-------- DATA FOR THIS TASK --------

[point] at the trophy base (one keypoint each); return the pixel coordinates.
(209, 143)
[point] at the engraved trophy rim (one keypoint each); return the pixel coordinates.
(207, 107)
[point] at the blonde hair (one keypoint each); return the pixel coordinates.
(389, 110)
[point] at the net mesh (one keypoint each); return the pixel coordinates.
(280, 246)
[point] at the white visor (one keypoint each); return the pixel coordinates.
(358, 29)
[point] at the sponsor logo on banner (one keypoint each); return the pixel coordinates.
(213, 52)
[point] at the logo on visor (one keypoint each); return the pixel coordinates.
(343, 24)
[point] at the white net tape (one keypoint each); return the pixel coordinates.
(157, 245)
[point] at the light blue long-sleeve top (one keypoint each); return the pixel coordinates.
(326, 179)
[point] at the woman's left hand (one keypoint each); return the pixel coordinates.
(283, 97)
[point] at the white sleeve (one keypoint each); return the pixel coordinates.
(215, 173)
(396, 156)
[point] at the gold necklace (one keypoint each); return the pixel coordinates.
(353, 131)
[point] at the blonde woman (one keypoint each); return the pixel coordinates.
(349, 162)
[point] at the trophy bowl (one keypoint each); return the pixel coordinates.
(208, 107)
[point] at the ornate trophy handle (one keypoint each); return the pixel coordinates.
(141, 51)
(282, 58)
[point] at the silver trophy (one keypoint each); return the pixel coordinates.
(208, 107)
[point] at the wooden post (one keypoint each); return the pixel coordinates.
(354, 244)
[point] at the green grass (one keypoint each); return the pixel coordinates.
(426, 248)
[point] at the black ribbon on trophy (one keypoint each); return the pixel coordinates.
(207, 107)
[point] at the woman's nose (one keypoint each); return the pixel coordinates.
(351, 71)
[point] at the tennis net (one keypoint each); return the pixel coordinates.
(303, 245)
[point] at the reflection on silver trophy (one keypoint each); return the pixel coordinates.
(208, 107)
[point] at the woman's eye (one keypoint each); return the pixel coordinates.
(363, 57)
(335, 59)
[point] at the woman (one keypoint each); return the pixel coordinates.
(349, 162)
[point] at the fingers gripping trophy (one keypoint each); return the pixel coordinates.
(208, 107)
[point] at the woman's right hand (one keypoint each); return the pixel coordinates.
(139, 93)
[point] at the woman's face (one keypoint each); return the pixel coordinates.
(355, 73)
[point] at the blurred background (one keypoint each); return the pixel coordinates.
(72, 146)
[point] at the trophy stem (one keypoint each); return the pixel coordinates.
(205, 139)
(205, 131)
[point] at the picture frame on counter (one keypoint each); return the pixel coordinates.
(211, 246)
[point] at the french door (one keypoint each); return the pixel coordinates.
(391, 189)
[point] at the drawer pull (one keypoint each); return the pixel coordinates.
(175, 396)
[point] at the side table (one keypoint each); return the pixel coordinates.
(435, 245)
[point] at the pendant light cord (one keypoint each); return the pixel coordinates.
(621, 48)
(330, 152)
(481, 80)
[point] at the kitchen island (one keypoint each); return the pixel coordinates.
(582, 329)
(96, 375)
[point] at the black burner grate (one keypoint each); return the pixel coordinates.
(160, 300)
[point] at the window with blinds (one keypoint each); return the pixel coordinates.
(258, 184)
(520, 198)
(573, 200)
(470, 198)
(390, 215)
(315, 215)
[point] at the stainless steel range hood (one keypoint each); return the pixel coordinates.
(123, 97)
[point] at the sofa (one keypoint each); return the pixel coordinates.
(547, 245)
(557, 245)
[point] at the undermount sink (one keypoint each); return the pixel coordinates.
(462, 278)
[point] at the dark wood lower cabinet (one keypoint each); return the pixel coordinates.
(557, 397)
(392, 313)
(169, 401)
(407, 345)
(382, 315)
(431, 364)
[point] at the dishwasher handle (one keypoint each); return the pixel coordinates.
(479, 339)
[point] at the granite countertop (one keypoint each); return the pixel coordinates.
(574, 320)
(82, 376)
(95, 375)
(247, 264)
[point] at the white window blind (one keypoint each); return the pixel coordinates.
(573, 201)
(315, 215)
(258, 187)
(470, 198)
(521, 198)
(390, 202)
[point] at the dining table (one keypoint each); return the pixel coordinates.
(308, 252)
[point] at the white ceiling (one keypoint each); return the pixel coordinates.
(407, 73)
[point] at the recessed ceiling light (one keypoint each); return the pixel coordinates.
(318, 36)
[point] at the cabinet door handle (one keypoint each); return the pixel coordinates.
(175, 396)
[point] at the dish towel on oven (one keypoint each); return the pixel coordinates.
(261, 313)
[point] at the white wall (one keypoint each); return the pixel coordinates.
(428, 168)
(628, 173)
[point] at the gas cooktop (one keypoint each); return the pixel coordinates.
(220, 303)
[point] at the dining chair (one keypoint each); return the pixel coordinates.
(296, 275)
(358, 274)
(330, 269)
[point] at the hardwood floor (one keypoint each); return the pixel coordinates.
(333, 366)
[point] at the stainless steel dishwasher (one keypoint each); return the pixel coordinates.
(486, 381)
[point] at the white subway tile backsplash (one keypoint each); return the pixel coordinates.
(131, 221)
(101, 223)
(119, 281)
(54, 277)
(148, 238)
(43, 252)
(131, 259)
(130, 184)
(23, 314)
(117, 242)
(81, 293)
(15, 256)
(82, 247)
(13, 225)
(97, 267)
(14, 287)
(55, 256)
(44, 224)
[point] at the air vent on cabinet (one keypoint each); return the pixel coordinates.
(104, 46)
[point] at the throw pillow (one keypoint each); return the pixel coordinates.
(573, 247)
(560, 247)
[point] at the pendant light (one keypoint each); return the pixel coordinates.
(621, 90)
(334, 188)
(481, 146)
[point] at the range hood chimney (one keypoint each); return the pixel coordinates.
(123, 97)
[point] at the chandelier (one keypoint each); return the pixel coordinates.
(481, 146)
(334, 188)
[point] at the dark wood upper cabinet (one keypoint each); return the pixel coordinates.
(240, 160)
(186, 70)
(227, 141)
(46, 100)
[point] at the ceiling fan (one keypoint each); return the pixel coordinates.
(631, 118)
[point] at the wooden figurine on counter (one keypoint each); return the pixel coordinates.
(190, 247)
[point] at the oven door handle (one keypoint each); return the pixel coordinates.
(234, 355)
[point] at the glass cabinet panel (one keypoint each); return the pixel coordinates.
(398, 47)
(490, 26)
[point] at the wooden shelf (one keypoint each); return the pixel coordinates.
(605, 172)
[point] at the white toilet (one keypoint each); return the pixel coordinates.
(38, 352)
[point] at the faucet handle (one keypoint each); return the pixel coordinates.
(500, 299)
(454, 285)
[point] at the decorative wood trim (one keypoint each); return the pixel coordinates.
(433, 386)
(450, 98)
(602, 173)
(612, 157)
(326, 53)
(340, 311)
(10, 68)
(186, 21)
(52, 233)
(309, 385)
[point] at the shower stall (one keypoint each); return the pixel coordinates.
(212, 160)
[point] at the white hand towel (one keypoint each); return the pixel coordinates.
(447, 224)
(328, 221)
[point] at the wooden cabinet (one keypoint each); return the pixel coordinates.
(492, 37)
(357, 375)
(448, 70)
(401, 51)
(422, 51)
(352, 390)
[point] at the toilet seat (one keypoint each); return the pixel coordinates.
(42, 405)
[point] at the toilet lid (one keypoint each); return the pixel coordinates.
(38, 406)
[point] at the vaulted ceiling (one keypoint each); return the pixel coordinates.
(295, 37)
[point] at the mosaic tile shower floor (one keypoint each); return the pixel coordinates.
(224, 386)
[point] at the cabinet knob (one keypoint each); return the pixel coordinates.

--------

EXERCISE TASK: Transcribe the whole listing with nothing added or left out.

RESPONSE TO THE EXERCISE:
[point] at the trophy base (one keypoint each); return the pixel coordinates.
(209, 143)
[point] at the engraved trophy rim (one keypoint each); return the pixel coordinates.
(207, 107)
[point] at the blonde hair (one keypoint each); return the pixel coordinates.
(389, 110)
[point] at the net mesh (one keypoint each); return the pixel coordinates.
(280, 246)
[point] at the white visor (one keypoint each); return the pixel coordinates.
(358, 29)
[point] at the sponsor logo on banner (one keypoint each); return the pixel coordinates.
(213, 52)
[point] at the logo on visor (one keypoint each); return the pixel coordinates.
(343, 24)
[point] at the white net tape (one keypoint each); return the pixel coordinates.
(157, 245)
[point] at the light blue long-sleeve top (one keypoint each); return the pixel coordinates.
(326, 179)
[point] at the woman's left hand (one keypoint each); return the pixel coordinates.
(283, 97)
[point] at the white sleeve (one keypoint each); return the pixel coordinates.
(215, 173)
(396, 156)
[point] at the gold necklace (one keypoint each); return the pixel coordinates.
(353, 131)
[point] at the blonde woman (one keypoint each); return the pixel coordinates.
(349, 162)
[point] at the trophy bowl (one keypoint each); return the pixel coordinates.
(208, 107)
[point] at the ornate trophy handle (one keypoint each); return the pixel coordinates.
(141, 51)
(282, 58)
[point] at the silver trophy (one keypoint each); return the pixel coordinates.
(208, 107)
[point] at the wooden post (one keypoint each); return the pixel coordinates.
(354, 244)
[point] at the green grass (one keypoint each); return the pixel coordinates.
(426, 248)
[point] at the black ribbon on trophy (one keypoint each); return the pixel coordinates.
(207, 107)
[point] at the woman's nose (one keypoint each); return the pixel coordinates.
(351, 71)
[point] at the tennis net (one keypoint each); return the pixel coordinates.
(303, 245)
[point] at the reflection on silver trophy (one keypoint each); return the pixel coordinates.
(208, 107)
[point] at the woman's eye (one keypoint each); return the pixel coordinates.
(363, 57)
(335, 59)
[point] at the woman (one keypoint each); return the pixel coordinates.
(349, 162)
[point] at the fingers gripping trophy (one keypoint each); return the pixel coordinates.
(208, 107)
[point] at the woman's right hand (one keypoint each); return the pixel coordinates.
(139, 93)
[point] at the woman's face (one keypoint each); return the pixel coordinates.
(355, 73)
[point] at the blurred background (one keypoint each); return the pixel coordinates.
(72, 146)
[point] at the trophy stem (one keypoint each); return the pixel coordinates.
(205, 139)
(205, 131)
[point] at the picture frame on counter (one keypoint each); return the pixel coordinates.
(211, 246)
[point] at the french door (one keypoint each); return the pixel coordinates.
(391, 189)
[point] at the drawer pull (one keypoint each); return the pixel coordinates.
(175, 396)
[point] at the side table (one keypoint each); return the pixel coordinates.
(435, 245)
[point] at the pendant light cord (one keypoint each); return the pixel coordinates.
(621, 48)
(330, 152)
(481, 80)
[point] at the kitchen island (one keypoint each); return the pixel coordinates.
(582, 329)
(96, 375)
[point] at the black burner grate (one keypoint each); return the pixel coordinates.
(160, 300)
[point] at the window with blinds (one keypoint each); return the pixel coordinates.
(258, 184)
(520, 198)
(573, 200)
(470, 198)
(390, 215)
(315, 215)
[point] at the stainless steel range hood (one keypoint each); return the pixel coordinates.
(123, 97)
[point] at the sofa (one keypoint each); return the pixel coordinates.
(547, 245)
(557, 245)
[point] at the undermount sink (one keypoint each); return the pixel coordinates.
(462, 278)
[point] at the dark wood lower cabinet (one keypoint each); return the pixel coordinates.
(557, 397)
(392, 313)
(169, 401)
(407, 345)
(382, 315)
(431, 364)
[point] at the dishwasher handle (one keypoint each); return the pixel coordinates.
(479, 339)
[point] at the granite countertop (one keypoint each); return the pixel coordinates.
(574, 320)
(82, 376)
(95, 375)
(247, 264)
[point] at the white window blind (one keypoint each); return the pixel coordinates.
(573, 201)
(315, 215)
(258, 187)
(470, 198)
(521, 198)
(390, 202)
[point] at the dining table (one keypoint each); return the pixel coordinates.
(308, 252)
[point] at the white ceiling (one keypoint each); return the pixel coordinates.
(407, 73)
[point] at the recessed ceiling light (one keypoint each); return the pixel coordinates.
(318, 36)
[point] at the cabinet door handle (one keypoint each); return the pixel coordinates.
(175, 396)
[point] at the dish towel on oven (one keypoint each); return the pixel coordinates.
(261, 313)
[point] at the white wall (one keypoint each); return the pixel coordinates.
(428, 168)
(628, 173)
[point] at the gas cooktop (one keypoint each); return the pixel coordinates.
(220, 303)
[point] at the dining chair (one keypoint each); return the pixel coordinates.
(296, 275)
(358, 274)
(330, 269)
[point] at the hardwood floor (one keypoint each); return the pixel coordinates.
(333, 366)
[point] at the stainless steel dishwasher (one keypoint each); return the pixel coordinates.
(486, 381)
[point] at the white subway tile backsplash (one keypoint each); return the pixel coordinates.
(131, 221)
(101, 223)
(119, 281)
(54, 277)
(148, 238)
(43, 252)
(131, 259)
(130, 184)
(23, 314)
(117, 242)
(81, 293)
(15, 256)
(82, 247)
(13, 225)
(97, 267)
(14, 287)
(55, 256)
(44, 224)
[point] at the air vent on cabinet (one keypoint each); return the pixel coordinates.
(104, 46)
[point] at the throw pillow (one keypoint each); return the pixel coordinates.
(573, 247)
(560, 247)
[point] at the pendant light (one keypoint each); return the pixel coordinates.
(621, 90)
(334, 188)
(481, 146)
[point] at the range hood chimney (one keypoint each); return the pixel coordinates.
(123, 97)
[point] at the chandelier (one keypoint each); return the pixel coordinates.
(481, 146)
(334, 188)
[point] at the dark wood upper cabinet (one keypoint each); return the pixel coordinates.
(240, 160)
(186, 70)
(227, 141)
(46, 100)
[point] at the ceiling fan (one keypoint each); return the pixel coordinates.
(631, 118)
[point] at the wooden figurine on counter (one keypoint each); return the pixel coordinates.
(190, 247)
[point] at the oven door handle (one keypoint each); return the pixel coordinates.
(234, 355)
[point] at the glass cabinet panel (one keypoint each); return the pixel coordinates.
(398, 47)
(490, 26)
[point] at the wooden shelf (one keypoint each); return the pixel coordinates.
(605, 172)
[point] at the white toilet (one keypoint each); return the pixel coordinates.
(38, 352)
[point] at the faucet handle (one keypoint each); return the pixel coordinates.
(500, 299)
(454, 285)
[point] at the decorative wood trim (one keypoint each); return the pixel coordinates.
(433, 386)
(450, 98)
(602, 173)
(612, 157)
(326, 53)
(340, 311)
(10, 68)
(186, 21)
(52, 233)
(309, 385)
[point] at the shower stall (one keypoint each); return the pixel coordinates.
(212, 160)
[point] at the white hand towel (one keypoint each); return the pixel coordinates.
(447, 224)
(328, 221)
[point] at the wooden cabinet (one keypoint each); return the pixel coordinates.
(492, 37)
(357, 375)
(448, 70)
(401, 51)
(422, 51)
(352, 390)
[point] at the toilet seat (one keypoint each); return the pixel coordinates.
(42, 405)
[point] at the toilet lid (one keypoint each); return the pixel coordinates.
(38, 406)
[point] at the vaulted ceiling (one keypoint each); return the pixel coordinates.
(295, 37)
[point] at the mosaic tile shower floor (one keypoint each); return the pixel coordinates.
(224, 386)
[point] at the cabinet knob (one keypoint each); return the pixel coordinates.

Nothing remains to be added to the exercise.